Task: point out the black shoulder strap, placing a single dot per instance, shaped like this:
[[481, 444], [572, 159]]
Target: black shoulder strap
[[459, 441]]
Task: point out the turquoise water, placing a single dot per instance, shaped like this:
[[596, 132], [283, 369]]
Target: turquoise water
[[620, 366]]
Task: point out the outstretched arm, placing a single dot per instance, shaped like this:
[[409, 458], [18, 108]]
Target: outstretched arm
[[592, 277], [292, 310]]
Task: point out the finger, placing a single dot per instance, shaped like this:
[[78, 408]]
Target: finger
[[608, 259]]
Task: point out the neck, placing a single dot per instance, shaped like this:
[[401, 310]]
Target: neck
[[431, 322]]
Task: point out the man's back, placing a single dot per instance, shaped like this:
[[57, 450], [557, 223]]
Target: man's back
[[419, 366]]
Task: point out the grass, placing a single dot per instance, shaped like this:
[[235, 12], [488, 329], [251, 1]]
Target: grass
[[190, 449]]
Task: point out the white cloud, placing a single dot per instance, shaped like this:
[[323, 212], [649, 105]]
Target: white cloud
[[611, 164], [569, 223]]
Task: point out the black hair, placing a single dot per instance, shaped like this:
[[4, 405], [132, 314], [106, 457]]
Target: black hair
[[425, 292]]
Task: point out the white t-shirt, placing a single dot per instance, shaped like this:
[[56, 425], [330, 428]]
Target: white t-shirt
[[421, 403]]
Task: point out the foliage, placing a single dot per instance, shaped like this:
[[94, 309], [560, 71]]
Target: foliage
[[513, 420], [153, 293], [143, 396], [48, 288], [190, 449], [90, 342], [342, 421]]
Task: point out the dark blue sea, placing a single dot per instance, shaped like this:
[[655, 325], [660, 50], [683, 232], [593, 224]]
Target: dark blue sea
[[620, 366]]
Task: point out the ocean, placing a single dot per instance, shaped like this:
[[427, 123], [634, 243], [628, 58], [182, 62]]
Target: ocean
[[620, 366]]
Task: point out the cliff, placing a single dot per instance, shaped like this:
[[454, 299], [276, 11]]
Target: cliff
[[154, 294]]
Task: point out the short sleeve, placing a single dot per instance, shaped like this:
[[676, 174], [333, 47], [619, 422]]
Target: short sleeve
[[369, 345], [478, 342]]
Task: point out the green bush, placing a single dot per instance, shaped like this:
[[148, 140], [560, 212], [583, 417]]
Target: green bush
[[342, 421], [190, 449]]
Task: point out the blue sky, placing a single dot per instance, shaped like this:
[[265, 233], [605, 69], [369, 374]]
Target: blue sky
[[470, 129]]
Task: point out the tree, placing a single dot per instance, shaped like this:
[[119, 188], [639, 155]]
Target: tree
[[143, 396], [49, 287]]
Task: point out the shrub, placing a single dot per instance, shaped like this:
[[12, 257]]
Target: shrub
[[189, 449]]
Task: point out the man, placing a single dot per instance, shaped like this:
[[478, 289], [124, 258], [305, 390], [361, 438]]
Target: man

* **ACTION ITEM**:
Copy out the whole listing exactly.

* **EXERCISE ANSWER**:
Task: point out the black shoulder strap, placing a single dot per instance, shaped like this:
[[481, 444], [572, 159]]
Target: black shoulder strap
[[459, 441]]
Task: point out the turquoise water, placing a single dot per instance, shaped like this:
[[596, 132], [283, 369]]
Target: turquoise water
[[620, 366]]
Task: point out the outstretched arm, placing a single dot per instance, shaped like this:
[[409, 458], [18, 108]]
Target: outstretched arm
[[592, 277], [292, 310]]
Task: point out the finger, placing a single dot per instance, shaped like this:
[[78, 408]]
Target: finger
[[608, 259]]
Task: point out the neck, placing a single dot per instance, shaped like this:
[[401, 310]]
Target: neck
[[431, 322]]
Task: point out the man's back, placing a single dot per instance, shaped like this:
[[57, 450], [557, 223]]
Target: man's back
[[419, 366]]
Task: point out the grass, placing a single dot per instance, shaped like this:
[[235, 12], [488, 329], [251, 1]]
Target: grass
[[190, 449]]
Task: point out the white cloud, placing a single dot per instance, shaped like this:
[[323, 212], [649, 105]]
Target: white cloud
[[611, 164], [569, 223]]
Task: point out the black hair, placing a single dot per instance, shaped like this:
[[4, 405], [132, 314], [106, 457]]
Target: black hair
[[425, 292]]
Task: point out the white t-shirt, placing a single dot per instance, shaped like this:
[[56, 425], [330, 428]]
Target: white t-shirt
[[421, 403]]
Task: point out the foliage, placing a single dot per instance, shaped like this:
[[94, 309], [560, 71]]
Target: foliage
[[513, 420], [153, 293], [143, 396], [48, 288], [190, 449], [90, 342], [342, 421]]
Task: point out the dark blue sea, placing a single dot per instance, shaped like this:
[[655, 325], [660, 50], [683, 232], [593, 224]]
Target: dark blue sea
[[620, 366]]
Task: point out the ocean, placing a single dot per instance, shaped like this:
[[427, 123], [634, 243], [628, 58], [182, 62]]
Target: ocean
[[620, 366]]
Task: point out the cliff, placing a single dot per instance, shaped like this:
[[454, 299], [276, 11]]
Target: cliff
[[154, 294]]
Task: point out the short sleeve, placing a single dot per instance, shaped like this:
[[676, 174], [333, 47], [619, 422]]
Target: short sleeve
[[369, 345], [478, 342]]
Task: point out the green bush, placing a single dot per instance, shaped like this:
[[148, 140], [560, 212], [583, 417]]
Target: green bush
[[342, 421], [190, 449]]
Task: point out the blue sky, placing a single dot per instance, shaped like this:
[[265, 233], [605, 69], [369, 374]]
Target: blue sky
[[470, 129]]
Task: point out the tree, placing a single dot per instance, shaped like this:
[[119, 188], [639, 155]]
Target: tree
[[143, 396], [49, 287]]
Task: point out the shrub, placing a single dot per instance, shaped like this:
[[12, 257]]
Target: shrub
[[189, 449]]
Task: point out the man, placing a single dot per instance, shaped like this:
[[478, 289], [124, 258], [305, 390], [361, 438]]
Target: man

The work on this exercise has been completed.